Problem to solve: Every record needs to be restated word for word.

Dataset records:
================
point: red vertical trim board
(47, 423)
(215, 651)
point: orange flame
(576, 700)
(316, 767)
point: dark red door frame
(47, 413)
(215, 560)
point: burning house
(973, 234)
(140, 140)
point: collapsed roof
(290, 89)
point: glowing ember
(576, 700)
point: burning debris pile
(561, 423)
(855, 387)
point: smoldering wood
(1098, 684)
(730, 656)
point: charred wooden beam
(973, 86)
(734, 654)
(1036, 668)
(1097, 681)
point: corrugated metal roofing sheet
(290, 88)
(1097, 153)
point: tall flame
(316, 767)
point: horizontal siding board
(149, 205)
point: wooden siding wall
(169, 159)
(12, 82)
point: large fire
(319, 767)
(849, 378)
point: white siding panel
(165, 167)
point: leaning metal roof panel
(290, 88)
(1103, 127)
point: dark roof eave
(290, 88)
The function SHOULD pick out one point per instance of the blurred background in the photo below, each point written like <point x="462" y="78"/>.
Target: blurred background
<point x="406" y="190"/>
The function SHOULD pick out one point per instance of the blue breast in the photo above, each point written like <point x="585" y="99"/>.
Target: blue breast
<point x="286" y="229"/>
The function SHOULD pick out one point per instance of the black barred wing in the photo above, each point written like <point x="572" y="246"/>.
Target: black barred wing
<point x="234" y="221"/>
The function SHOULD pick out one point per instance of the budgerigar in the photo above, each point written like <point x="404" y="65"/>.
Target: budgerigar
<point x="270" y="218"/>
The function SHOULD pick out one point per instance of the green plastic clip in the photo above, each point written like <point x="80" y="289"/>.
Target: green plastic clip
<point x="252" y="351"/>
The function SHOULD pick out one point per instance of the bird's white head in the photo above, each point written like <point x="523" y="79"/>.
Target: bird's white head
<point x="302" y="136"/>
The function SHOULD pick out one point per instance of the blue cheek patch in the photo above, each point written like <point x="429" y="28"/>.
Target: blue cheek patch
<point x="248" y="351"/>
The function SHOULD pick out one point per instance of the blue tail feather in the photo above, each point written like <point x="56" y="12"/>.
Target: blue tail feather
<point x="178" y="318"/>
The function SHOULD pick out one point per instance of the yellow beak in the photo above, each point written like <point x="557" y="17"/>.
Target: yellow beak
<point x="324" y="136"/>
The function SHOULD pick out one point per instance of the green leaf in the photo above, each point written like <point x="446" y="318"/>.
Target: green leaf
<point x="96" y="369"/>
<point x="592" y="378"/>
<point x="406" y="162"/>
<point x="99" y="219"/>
================
Answer:
point: red vertical trim board
(47, 423)
(215, 651)
point: orange flame
(576, 700)
(316, 767)
point: dark red door frame
(47, 413)
(215, 560)
point: burning house
(973, 234)
(140, 140)
point: collapsed roof
(290, 89)
point: glowing ember
(576, 700)
point: burning debris pile
(561, 423)
(855, 387)
point: smoldering wood
(1098, 684)
(730, 656)
point: charred wooden beam
(973, 86)
(734, 654)
(1036, 668)
(1097, 681)
point: corrugated metal roofing sheet
(290, 88)
(1097, 153)
point: tall flame
(316, 767)
point: horizontal siding board
(149, 205)
point: wooden siding wall
(169, 159)
(12, 82)
point: large fire
(319, 767)
(849, 378)
point: white siding panel
(165, 167)
point: leaning metal roof panel
(290, 88)
(1103, 127)
point: dark roof eave
(290, 88)
The function SHOULD pick out one point per instance of the blurred background in the photo below, each point written like <point x="462" y="78"/>.
Target: blurred background
<point x="406" y="190"/>
The function SHOULD pick out one point per instance of the blue breast in the photo above, each point written like <point x="585" y="99"/>.
Target: blue breast
<point x="286" y="229"/>
The function SHOULD pick out one point per instance of the black barred wing in the photo above, each point written like <point x="572" y="246"/>.
Target: black barred wing
<point x="234" y="221"/>
The function SHOULD pick out one point per instance of the budgerigar in the photo above, each point written like <point x="404" y="65"/>.
Target: budgerigar
<point x="270" y="218"/>
The function SHOULD pick out one point per instance of the green plastic clip in the photo above, each point written like <point x="80" y="289"/>.
Target: green plastic clip
<point x="252" y="351"/>
The function SHOULD pick out one point per instance of the bird's white head in the photo above, each point written like <point x="523" y="79"/>.
Target: bird's white head
<point x="302" y="136"/>
The function SHOULD pick out one point per instance of the blue cheek patch in the photo above, each point written like <point x="429" y="28"/>.
Target: blue cheek patch
<point x="248" y="351"/>
The function SHOULD pick out one point per instance of the blue tail feather in the photo above, each point written like <point x="56" y="12"/>.
Target: blue tail feather
<point x="178" y="318"/>
The function SHOULD pick out one point per instance of the yellow beak in the photo above, each point written like <point x="557" y="17"/>.
Target: yellow beak
<point x="324" y="136"/>
The function SHOULD pick out one point per instance of the green leaf in the photo above, each point written like <point x="446" y="318"/>.
Target: green leaf
<point x="96" y="369"/>
<point x="592" y="378"/>
<point x="406" y="162"/>
<point x="99" y="219"/>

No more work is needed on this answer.